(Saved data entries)
- - -

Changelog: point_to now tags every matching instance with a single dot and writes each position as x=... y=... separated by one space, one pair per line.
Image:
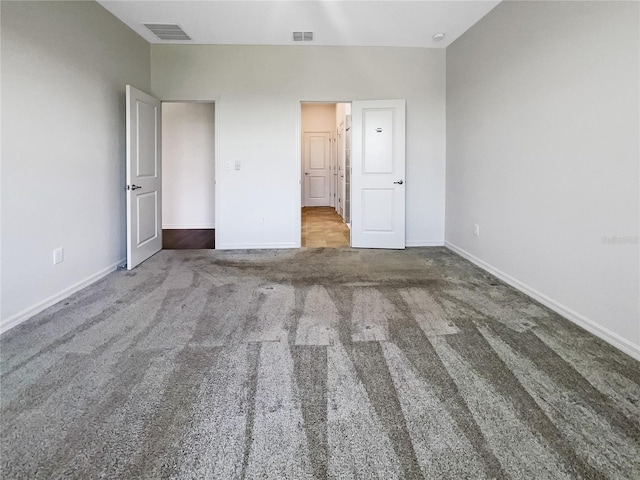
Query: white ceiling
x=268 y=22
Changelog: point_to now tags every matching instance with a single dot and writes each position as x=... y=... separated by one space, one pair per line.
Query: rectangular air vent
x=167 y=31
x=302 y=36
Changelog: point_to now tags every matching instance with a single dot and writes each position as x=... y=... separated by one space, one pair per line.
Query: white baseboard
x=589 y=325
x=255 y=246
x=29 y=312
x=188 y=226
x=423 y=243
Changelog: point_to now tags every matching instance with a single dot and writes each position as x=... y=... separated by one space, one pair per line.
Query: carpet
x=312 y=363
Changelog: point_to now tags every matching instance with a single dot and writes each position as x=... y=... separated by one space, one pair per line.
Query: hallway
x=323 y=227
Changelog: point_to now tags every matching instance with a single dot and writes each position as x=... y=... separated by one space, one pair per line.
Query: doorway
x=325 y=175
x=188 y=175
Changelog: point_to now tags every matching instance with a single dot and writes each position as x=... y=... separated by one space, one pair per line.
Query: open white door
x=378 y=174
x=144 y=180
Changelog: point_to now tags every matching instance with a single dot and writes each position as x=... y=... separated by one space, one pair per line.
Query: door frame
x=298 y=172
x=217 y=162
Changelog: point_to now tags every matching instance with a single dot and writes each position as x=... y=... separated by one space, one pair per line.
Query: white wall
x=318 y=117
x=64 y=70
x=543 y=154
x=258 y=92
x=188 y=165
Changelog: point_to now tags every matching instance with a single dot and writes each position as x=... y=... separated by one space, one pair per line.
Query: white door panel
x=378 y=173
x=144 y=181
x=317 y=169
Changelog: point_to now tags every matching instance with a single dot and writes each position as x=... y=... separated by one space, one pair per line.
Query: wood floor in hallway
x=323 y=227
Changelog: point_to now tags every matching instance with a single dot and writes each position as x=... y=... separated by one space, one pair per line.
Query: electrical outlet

- - -

__What is being asked__: Pictures do not belong in the copy. Reproduce the rest of the data exactly.

__Exercise solution__:
Changelog: point_to now tags every matching instance with a single dot and writes each position as x=... y=... separated by one space, one pair per line.
Image:
Query: white ceiling
x=268 y=22
Changelog: point_to now tags every matching instance with a single dot and writes each position as x=... y=... separated by one space, one pair per line.
Query: rectangular air vent
x=167 y=31
x=302 y=36
Changelog: point_to now tags every matching instance with a single dot and writes each position as x=... y=... separated by one space, one pair per line.
Query: white baseboard
x=589 y=325
x=255 y=246
x=29 y=312
x=188 y=226
x=423 y=243
Changelog: point_to now tags every matching instance with a single dot and writes each position as x=... y=... separated by one space, one pair per line.
Query: carpet
x=312 y=363
Changelog: point_to now tags every matching instance with a single dot and writes each position as x=... y=... separated by one space, one pair per line.
Query: hallway
x=323 y=227
Changelog: point_to now tags every matching instance with a single dot and writes each position as x=... y=... separated by one space, one pair per line.
Query: doorway
x=325 y=175
x=188 y=175
Changelog: point_to now tags every matching instance with a single dot and writes each position as x=... y=... separated by one space, one pair per line.
Query: open white door
x=378 y=174
x=144 y=180
Changelog: point_to now tags every matching instance with a single dot and writes each position as x=... y=... separated by one space, one pair per line.
Query: door frame
x=298 y=172
x=217 y=162
Changelog: point_to now tags every matching instance with a single dot and writes each position as x=... y=... separated by one space, one pair per line.
Query: white wall
x=318 y=117
x=64 y=70
x=543 y=154
x=258 y=92
x=188 y=165
Changelog: point_to now tags every matching instance with a single dot and writes each position as x=... y=... separated by one space, one pair per line.
Query: white door panel
x=378 y=173
x=144 y=181
x=317 y=169
Changelog: point_to now tags every matching instance with a single dot and writes each position as x=... y=... separated by one space, one pair per line.
Query: wood floor in hallway
x=323 y=227
Changelog: point_to now tags every matching instance with a single dot and writes each position as x=... y=... separated by one space, one pair per line.
Query: electrical outlet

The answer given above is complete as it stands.